### Source document
RDD Basics: ✅ Tasks: Word count example

In [11]:
from pyspark.sql import SparkSession

# Create Spark Session
spark = SparkSession.builder \
    .appName("HelloWorld") \
    .getOrCreate()
# Example 1 – Creating an RDD
# Create RDD from a Python list
data = [1, 2, 3, 4, 5]
rdd = spark.sparkContext.parallelize(data)
print("RDD from Python list:", rdd.collect())


RDD from Python list: [1, 2, 3, 4, 5]


⚡ Example 2 – Transformations & Actions

In [12]:
# Transformation: square each number
squared = rdd.map(lambda x: x * x)

# Action: collect results
print("Squared:", squared.collect())

Squared: [1, 4, 9, 16, 25]


⚡ Example 3 – Filter Example

In [4]:
evens = rdd.filter(lambda x: x % 2 == 0)
print("Even Numbers:", evens.collect())

Even Numbers: [2, 4]


⚡ Example 4 – Word Count (Classic Example) Map and Reduce

In [8]:
# Sample text
text = ["hello world", "hello spark", "pyspark rdd example"]

# Create RDD
rdd = spark.sparkContext.parallelize(text)

### Dataset rows
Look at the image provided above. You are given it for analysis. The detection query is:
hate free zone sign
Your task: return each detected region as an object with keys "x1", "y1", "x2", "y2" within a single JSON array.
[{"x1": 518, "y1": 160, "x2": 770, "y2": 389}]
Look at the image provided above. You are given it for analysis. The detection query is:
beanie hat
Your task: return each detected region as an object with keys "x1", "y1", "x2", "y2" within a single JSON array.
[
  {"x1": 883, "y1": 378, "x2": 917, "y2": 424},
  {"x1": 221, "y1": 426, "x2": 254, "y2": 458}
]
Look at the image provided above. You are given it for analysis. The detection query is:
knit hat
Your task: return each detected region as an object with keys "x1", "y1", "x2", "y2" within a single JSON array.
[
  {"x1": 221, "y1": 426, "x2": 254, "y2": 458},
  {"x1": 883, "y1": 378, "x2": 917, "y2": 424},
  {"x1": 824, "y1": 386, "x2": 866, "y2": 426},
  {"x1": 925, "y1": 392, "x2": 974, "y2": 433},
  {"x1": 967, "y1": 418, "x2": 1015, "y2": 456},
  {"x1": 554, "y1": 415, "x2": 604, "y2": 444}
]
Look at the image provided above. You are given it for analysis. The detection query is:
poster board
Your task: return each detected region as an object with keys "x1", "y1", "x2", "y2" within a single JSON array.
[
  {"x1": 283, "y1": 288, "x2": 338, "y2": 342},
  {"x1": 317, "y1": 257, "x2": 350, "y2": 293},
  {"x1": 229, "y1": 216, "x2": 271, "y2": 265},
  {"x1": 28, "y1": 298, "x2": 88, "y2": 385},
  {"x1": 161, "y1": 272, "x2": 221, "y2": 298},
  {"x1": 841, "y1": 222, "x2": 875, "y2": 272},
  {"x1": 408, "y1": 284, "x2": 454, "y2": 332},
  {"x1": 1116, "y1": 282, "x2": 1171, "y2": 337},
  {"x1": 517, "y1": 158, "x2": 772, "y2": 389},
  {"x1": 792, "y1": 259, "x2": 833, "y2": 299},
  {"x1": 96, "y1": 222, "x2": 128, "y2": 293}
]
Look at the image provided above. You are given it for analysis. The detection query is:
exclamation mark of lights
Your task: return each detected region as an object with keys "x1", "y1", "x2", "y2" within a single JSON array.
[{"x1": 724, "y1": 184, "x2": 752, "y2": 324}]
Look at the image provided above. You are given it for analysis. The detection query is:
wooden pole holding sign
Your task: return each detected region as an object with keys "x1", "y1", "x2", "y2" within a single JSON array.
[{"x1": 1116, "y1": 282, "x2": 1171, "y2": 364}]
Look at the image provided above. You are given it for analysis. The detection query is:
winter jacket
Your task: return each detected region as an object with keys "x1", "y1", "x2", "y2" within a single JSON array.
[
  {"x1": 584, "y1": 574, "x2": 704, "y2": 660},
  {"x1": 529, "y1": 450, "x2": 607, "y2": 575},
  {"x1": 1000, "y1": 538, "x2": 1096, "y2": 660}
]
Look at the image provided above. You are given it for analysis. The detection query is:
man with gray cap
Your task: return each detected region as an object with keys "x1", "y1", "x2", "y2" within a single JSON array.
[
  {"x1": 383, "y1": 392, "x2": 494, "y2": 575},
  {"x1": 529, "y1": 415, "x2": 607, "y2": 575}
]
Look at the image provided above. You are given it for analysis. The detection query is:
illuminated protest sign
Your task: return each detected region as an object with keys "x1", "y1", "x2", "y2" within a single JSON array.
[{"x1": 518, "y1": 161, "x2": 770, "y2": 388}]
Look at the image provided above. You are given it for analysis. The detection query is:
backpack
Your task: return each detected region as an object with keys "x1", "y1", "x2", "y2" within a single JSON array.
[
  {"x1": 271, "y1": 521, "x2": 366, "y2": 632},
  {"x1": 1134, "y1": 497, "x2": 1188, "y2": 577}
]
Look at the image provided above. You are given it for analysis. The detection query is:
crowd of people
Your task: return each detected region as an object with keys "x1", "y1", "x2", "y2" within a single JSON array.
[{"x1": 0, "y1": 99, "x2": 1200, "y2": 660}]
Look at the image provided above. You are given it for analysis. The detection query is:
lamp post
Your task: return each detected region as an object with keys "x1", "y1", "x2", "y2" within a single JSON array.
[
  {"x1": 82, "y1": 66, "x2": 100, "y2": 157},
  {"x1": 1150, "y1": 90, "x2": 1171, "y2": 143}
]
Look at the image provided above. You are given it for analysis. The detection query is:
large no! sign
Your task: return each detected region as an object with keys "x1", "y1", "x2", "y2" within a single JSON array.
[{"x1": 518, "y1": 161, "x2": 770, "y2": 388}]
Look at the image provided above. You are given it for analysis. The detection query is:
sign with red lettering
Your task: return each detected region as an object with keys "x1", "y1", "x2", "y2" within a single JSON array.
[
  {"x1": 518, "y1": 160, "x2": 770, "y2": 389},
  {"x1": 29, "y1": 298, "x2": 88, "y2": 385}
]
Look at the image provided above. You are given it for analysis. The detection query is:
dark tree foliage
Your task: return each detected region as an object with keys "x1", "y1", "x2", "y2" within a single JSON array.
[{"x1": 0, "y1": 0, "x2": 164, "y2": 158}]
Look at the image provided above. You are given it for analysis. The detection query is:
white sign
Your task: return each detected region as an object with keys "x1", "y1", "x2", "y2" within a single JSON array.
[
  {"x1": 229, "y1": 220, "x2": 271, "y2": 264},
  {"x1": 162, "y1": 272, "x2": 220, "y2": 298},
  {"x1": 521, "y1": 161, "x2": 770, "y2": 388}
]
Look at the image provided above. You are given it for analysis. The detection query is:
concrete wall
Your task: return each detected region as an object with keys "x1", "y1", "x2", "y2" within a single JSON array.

### Instructions
(a) In the PySpark notebook, what app name is given to the Spark session?
(b) Print the PySpark notebook from "RDD Basics: ✅" to "rdd = spark.sparkContext.parallelize(data)".
(c) Using the PySpark notebook, explain why Example 3 prints only 2 and 4 as even numbers.
The items have no connection to the PySpark notebook.

### Solutions
(a) HelloWorld

(b)
RDD Basics: ✅ Tasks: Word count example

In [11]:
from pyspark.sql import SparkSession

# Create Spark Session
spark = SparkSession.builder \
    .appName("HelloWorld") \
    .getOrCreate()
# Example 1 – Creating an RDD
# Create RDD from a Python list
data = [1, 2, 3, 4, 5]
rdd = spark.sparkContext.parallelize(data)

(c) The RDD holds [1, 2, 3, 4, 5]. The filter keeps only the values for which x % 2 == 0 is true. Only 2 and 4 meet that condition, so collect() returns [2, 4].